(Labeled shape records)

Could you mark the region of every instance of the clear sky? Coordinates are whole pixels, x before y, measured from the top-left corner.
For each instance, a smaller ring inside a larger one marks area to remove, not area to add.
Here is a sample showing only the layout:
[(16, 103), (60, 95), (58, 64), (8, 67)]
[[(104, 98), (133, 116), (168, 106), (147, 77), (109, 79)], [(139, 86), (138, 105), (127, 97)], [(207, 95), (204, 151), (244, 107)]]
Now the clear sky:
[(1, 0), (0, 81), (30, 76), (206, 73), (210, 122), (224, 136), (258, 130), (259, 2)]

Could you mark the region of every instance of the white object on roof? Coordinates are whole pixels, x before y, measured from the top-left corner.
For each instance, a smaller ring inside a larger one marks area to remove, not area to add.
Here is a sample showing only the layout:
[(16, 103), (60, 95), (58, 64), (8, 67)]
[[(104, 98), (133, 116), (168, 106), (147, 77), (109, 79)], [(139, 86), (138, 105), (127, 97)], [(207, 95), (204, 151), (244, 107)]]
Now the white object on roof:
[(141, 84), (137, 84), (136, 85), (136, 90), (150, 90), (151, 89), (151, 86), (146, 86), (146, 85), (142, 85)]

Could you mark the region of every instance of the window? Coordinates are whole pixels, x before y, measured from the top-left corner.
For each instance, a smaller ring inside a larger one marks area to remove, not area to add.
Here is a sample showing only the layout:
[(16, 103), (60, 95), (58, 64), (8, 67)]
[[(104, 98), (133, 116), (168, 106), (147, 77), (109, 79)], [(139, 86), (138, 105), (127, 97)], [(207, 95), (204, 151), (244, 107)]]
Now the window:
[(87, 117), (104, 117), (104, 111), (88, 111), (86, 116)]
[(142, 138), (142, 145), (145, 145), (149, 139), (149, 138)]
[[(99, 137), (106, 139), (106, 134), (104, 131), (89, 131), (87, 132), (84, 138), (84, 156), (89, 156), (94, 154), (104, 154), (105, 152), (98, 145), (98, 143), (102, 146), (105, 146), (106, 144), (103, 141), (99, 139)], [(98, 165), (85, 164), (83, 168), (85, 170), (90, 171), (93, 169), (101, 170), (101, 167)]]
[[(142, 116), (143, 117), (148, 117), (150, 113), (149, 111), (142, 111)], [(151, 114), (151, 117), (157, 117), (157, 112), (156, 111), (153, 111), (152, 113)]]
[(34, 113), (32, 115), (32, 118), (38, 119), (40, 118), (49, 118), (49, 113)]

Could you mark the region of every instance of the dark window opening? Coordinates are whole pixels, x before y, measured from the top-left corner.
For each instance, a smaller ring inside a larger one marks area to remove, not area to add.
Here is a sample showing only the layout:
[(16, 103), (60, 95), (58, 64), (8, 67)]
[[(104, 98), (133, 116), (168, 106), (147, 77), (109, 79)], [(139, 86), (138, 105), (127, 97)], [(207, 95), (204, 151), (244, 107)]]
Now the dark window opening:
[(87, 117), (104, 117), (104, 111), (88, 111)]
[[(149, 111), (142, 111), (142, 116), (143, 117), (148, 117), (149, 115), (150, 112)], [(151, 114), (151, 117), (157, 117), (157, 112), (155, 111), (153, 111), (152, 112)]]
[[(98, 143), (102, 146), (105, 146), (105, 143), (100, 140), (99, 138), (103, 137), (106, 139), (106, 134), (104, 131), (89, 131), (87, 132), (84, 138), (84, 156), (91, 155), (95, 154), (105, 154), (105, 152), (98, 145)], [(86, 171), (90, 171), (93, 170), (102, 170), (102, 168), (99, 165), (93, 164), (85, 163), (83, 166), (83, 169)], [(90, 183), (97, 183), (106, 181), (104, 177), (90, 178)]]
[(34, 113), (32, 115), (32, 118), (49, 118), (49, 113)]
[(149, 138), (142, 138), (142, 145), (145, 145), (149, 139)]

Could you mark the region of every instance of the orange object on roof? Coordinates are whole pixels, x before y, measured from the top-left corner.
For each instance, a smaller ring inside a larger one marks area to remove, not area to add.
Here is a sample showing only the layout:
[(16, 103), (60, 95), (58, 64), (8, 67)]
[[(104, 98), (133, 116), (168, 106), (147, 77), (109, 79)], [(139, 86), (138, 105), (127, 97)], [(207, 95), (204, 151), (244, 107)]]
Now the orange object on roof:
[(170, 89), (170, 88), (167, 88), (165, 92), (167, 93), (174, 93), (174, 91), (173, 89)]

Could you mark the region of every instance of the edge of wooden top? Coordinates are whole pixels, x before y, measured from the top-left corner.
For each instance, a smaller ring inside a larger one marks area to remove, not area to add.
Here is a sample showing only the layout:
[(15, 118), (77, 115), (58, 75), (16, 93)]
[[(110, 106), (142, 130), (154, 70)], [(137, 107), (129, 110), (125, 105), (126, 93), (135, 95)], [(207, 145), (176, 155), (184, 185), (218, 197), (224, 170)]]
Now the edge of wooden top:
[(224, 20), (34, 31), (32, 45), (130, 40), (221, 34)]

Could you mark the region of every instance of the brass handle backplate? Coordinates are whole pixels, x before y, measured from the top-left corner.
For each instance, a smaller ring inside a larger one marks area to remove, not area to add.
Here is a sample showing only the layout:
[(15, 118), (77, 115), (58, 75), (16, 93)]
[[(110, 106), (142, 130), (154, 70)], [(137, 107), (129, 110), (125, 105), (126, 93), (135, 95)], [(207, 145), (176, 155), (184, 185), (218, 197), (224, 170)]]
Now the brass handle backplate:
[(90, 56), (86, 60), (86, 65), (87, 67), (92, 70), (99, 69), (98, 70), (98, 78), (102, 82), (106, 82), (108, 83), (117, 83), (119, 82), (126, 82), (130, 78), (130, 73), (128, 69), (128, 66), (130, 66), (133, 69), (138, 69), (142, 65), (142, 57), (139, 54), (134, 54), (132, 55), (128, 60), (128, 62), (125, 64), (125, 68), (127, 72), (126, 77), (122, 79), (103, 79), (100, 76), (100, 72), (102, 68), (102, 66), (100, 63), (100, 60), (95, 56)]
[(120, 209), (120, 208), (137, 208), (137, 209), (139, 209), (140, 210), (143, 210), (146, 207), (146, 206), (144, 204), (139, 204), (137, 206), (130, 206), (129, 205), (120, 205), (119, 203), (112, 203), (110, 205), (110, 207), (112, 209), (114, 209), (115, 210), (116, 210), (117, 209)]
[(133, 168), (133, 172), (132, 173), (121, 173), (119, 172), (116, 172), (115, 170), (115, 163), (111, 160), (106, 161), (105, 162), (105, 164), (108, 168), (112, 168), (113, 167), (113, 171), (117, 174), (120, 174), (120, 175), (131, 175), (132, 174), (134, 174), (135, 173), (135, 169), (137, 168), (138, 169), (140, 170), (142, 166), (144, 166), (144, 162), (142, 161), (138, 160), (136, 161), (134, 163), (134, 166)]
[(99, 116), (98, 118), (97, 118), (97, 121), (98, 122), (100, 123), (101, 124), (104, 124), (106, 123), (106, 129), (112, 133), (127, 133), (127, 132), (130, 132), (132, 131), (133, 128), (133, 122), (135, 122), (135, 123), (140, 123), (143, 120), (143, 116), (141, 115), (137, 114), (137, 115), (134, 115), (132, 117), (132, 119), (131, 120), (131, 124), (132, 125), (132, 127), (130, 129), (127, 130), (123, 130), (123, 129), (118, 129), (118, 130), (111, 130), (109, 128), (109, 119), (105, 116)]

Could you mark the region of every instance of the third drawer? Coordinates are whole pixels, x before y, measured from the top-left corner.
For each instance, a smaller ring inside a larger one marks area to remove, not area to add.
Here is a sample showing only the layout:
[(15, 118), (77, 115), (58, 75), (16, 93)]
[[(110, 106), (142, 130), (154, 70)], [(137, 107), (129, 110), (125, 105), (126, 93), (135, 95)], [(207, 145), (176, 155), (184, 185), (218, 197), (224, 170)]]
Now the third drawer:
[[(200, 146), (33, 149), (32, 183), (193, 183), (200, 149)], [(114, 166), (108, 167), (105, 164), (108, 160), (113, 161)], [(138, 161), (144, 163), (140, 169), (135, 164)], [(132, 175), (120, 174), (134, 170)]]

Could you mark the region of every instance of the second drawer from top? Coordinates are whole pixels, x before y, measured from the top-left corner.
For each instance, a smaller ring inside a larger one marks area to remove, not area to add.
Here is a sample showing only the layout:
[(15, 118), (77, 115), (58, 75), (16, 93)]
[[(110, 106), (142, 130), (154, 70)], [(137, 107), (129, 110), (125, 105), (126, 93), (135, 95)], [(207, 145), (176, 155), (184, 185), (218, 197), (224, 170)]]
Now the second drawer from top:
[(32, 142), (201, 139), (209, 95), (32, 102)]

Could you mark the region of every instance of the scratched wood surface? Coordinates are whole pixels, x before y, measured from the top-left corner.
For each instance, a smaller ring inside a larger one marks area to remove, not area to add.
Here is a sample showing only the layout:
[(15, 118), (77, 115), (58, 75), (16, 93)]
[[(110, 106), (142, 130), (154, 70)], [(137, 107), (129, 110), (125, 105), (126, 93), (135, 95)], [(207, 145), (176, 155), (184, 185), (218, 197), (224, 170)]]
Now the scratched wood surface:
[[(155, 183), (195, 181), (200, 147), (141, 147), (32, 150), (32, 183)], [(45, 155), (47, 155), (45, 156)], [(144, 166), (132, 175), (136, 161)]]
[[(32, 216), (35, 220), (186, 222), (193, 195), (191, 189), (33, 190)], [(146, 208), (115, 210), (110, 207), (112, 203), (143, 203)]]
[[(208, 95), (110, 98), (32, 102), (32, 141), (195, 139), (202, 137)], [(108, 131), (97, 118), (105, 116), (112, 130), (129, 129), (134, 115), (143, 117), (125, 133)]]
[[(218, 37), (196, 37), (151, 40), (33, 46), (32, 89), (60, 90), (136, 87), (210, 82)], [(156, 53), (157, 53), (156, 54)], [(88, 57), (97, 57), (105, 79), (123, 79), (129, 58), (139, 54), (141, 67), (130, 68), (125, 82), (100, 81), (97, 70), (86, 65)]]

§ **Exercise**:
Rewrite the data from its first line through the line containing "130), (259, 2)]", putting "cloudless sky" wherever "clear sky" occurs and leaving everything else unchanged.

§ **Exercise answer**:
Could you mark the region of every instance of the cloudless sky? Coordinates are whole pixels, x before y, measured from the top-left corner.
For each instance, a smaller ring inside a larger one marks area to remove, not area to add.
Here is a sample showing only the layout:
[(16, 103), (60, 95), (58, 64), (8, 67)]
[[(104, 98), (133, 116), (168, 106), (147, 77), (109, 79)], [(139, 86), (138, 105), (127, 97)], [(207, 95), (204, 151), (244, 107)]]
Now the cloudless sky:
[(1, 0), (0, 81), (30, 76), (206, 73), (210, 122), (224, 136), (258, 130), (259, 2)]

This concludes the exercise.